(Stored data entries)
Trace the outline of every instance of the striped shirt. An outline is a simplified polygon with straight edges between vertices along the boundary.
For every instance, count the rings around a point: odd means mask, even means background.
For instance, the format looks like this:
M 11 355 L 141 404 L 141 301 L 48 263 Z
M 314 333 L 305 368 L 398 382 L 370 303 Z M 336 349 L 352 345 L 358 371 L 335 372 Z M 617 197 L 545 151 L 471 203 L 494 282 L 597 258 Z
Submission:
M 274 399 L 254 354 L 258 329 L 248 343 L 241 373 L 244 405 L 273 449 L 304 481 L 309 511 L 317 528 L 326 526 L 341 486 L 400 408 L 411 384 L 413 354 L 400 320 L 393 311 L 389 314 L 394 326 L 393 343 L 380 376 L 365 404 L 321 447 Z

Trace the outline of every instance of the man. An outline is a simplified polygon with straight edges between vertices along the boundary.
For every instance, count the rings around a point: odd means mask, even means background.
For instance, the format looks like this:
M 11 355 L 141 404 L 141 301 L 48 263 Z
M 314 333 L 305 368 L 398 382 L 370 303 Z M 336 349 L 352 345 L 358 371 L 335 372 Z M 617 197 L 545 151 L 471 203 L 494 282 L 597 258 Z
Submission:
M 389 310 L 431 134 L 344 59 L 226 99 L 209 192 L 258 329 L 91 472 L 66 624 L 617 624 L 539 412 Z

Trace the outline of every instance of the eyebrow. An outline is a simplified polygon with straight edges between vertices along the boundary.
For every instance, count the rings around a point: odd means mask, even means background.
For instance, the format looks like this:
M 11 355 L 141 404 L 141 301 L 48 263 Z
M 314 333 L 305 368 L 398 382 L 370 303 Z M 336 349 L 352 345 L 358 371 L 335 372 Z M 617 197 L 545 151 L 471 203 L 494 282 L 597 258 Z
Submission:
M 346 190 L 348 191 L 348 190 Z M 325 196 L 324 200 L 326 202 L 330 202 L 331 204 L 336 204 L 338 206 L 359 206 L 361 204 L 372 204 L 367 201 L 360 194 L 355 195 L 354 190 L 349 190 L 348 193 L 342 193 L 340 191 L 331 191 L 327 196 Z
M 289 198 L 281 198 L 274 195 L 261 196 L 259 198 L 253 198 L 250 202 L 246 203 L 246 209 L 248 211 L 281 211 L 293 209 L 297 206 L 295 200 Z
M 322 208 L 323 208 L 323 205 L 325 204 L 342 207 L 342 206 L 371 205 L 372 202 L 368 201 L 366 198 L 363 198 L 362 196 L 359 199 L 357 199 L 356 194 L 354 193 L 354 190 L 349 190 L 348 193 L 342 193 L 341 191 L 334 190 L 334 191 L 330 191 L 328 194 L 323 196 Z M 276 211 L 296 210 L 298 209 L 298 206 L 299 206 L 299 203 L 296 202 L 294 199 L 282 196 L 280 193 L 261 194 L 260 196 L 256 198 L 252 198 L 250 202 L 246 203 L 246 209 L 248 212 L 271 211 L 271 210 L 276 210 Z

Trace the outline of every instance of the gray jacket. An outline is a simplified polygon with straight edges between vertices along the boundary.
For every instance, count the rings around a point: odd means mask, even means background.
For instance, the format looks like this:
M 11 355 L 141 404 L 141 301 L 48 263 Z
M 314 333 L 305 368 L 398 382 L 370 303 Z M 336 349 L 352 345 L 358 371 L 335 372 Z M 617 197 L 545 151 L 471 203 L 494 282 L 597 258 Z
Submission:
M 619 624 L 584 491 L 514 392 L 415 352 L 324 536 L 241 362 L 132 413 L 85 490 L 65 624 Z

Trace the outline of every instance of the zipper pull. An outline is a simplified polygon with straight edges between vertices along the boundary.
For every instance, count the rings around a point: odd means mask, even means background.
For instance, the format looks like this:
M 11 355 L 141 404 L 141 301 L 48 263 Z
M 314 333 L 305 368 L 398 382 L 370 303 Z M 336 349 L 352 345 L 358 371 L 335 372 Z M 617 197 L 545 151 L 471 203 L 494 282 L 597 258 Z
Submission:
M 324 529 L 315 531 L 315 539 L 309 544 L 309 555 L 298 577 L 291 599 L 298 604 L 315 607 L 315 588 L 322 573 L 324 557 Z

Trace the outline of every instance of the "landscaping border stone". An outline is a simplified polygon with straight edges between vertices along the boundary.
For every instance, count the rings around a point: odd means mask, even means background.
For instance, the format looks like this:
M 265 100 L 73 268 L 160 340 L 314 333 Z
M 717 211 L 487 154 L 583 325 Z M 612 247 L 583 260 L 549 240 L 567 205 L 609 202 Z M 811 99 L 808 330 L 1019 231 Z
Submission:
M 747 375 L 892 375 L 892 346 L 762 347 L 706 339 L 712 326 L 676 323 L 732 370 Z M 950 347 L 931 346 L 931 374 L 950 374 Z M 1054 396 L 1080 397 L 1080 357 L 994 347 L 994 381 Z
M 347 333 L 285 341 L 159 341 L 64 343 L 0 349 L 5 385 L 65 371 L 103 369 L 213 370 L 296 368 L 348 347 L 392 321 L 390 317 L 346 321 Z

_Your goal_
Nothing but an exact transcription of the records is expected.

_Expected answer_
Trace the outline of every instance of the striped shirt. An outline is a simplified polygon with straight edges between vertices along the boundary.
For every instance, count the rings around a point: odd means mask, even means background.
For instance, the format looks like this:
M 11 355 L 141 404 L 141 301 L 48 263 Z
M 314 333 L 305 368 L 398 382 L 370 303 Z M 336 349 L 352 345 L 358 371 L 335 372 Z M 617 197 L 545 151 L 471 203 L 494 282 L 597 258 Z
Submission:
M 274 399 L 254 354 L 258 329 L 248 343 L 241 373 L 244 405 L 273 449 L 304 481 L 309 511 L 317 528 L 326 526 L 341 486 L 400 408 L 411 384 L 413 354 L 400 320 L 393 311 L 389 314 L 394 326 L 393 343 L 380 376 L 365 404 L 321 447 Z

Trace the outline of every instance of the man. An outline is a simplified polygon with straight edges between vertices along the boundary.
For every instance, count the rings around a point: odd means mask, even means background.
For instance, the format looks like this:
M 11 355 L 141 404 L 141 301 L 48 263 Z
M 314 333 L 305 368 L 398 382 L 370 303 Z M 336 349 L 352 345 L 358 371 L 335 372 Z M 617 197 L 545 151 L 471 203 L 494 282 L 597 258 Z
Submission:
M 389 310 L 431 134 L 344 59 L 226 99 L 209 192 L 258 329 L 91 472 L 66 624 L 617 624 L 539 412 Z

Trace the outline of every instance of the eyebrow. An outline is a simplified polygon with straight edges between vertices along the boundary.
For every instance, count the rings around a point: odd means mask, even means background.
For instance, the format looks like this:
M 11 355 L 141 404 L 141 301 L 48 263 Z
M 314 333 L 305 368 L 398 382 L 370 303 Z M 336 349 L 352 345 L 358 371 L 335 372 Z M 617 197 L 545 151 L 471 203 L 494 282 L 597 258 Z
Submission:
M 346 190 L 348 191 L 348 190 Z M 325 196 L 324 200 L 326 202 L 330 202 L 331 204 L 336 204 L 338 206 L 359 206 L 361 204 L 372 204 L 367 201 L 360 194 L 355 195 L 354 190 L 349 190 L 348 193 L 342 193 L 340 191 L 331 191 L 327 196 Z
M 289 198 L 281 198 L 274 195 L 261 196 L 259 198 L 253 198 L 250 202 L 246 203 L 246 209 L 248 211 L 281 211 L 293 209 L 297 206 L 295 200 Z
M 322 208 L 323 208 L 323 205 L 325 204 L 342 207 L 342 206 L 371 205 L 372 202 L 368 201 L 366 198 L 363 198 L 362 196 L 359 199 L 357 199 L 356 194 L 354 193 L 354 190 L 349 190 L 348 193 L 342 193 L 341 191 L 334 190 L 334 191 L 330 191 L 328 194 L 323 196 Z M 276 211 L 296 210 L 298 209 L 298 206 L 299 206 L 299 203 L 296 202 L 294 199 L 282 196 L 280 193 L 261 194 L 260 196 L 256 198 L 252 198 L 250 202 L 246 203 L 246 209 L 248 212 L 271 211 L 271 210 L 276 210 Z

Trace the outline of every instance of the gray jacket. An outline is a simplified polygon with straight edges between vertices along the boundary.
For every instance, count the rings around a point: odd means mask, even means background.
For instance, the format looks like this:
M 11 355 L 141 404 L 141 301 L 48 263 Z
M 314 333 L 305 368 L 398 382 L 370 303 Z M 336 349 L 352 345 L 358 371 L 335 372 Z M 617 197 L 545 151 L 471 203 L 494 282 L 597 258 Z
Submission:
M 619 624 L 584 491 L 514 392 L 415 352 L 324 536 L 241 362 L 132 413 L 85 490 L 65 624 Z

Trace the outline of every instance of the zipper pull. An outline is a simplified polygon with straight edges between vertices along the boundary.
For every instance, count the rings around a point: odd means mask, even means background.
For instance, the format looks like this:
M 11 355 L 141 404 L 141 301 L 48 263 Z
M 314 333 L 305 368 L 398 382 L 370 303 Z M 336 349 L 352 345 L 358 371 L 335 372 Z M 617 197 L 545 151 L 471 203 L 494 282 L 597 258 Z
Submission:
M 324 529 L 315 531 L 315 539 L 309 544 L 309 555 L 298 577 L 291 599 L 298 604 L 315 607 L 315 588 L 322 573 L 324 557 Z

Trace the outline of every instance of the "landscaping border stone". An outline is a simplified polygon with straight edges between vertices along the boundary.
For every instance, count the rings around a point: odd means mask, even means background.
For instance, the format looks like this:
M 265 100 L 73 268 L 160 340 L 314 333 Z
M 717 211 L 487 154 L 583 325 Z M 612 247 L 583 260 L 549 240 L 567 205 L 609 202 Z M 811 99 L 808 330 L 1019 231 Z
Submission:
M 747 375 L 892 375 L 892 346 L 762 347 L 706 339 L 712 326 L 676 323 L 732 370 Z M 950 347 L 931 346 L 931 374 L 950 374 Z M 1054 396 L 1080 397 L 1080 357 L 994 347 L 994 381 Z
M 347 333 L 285 341 L 159 341 L 64 343 L 0 349 L 5 385 L 65 371 L 103 369 L 213 370 L 296 368 L 348 347 L 392 321 L 390 317 L 346 321 Z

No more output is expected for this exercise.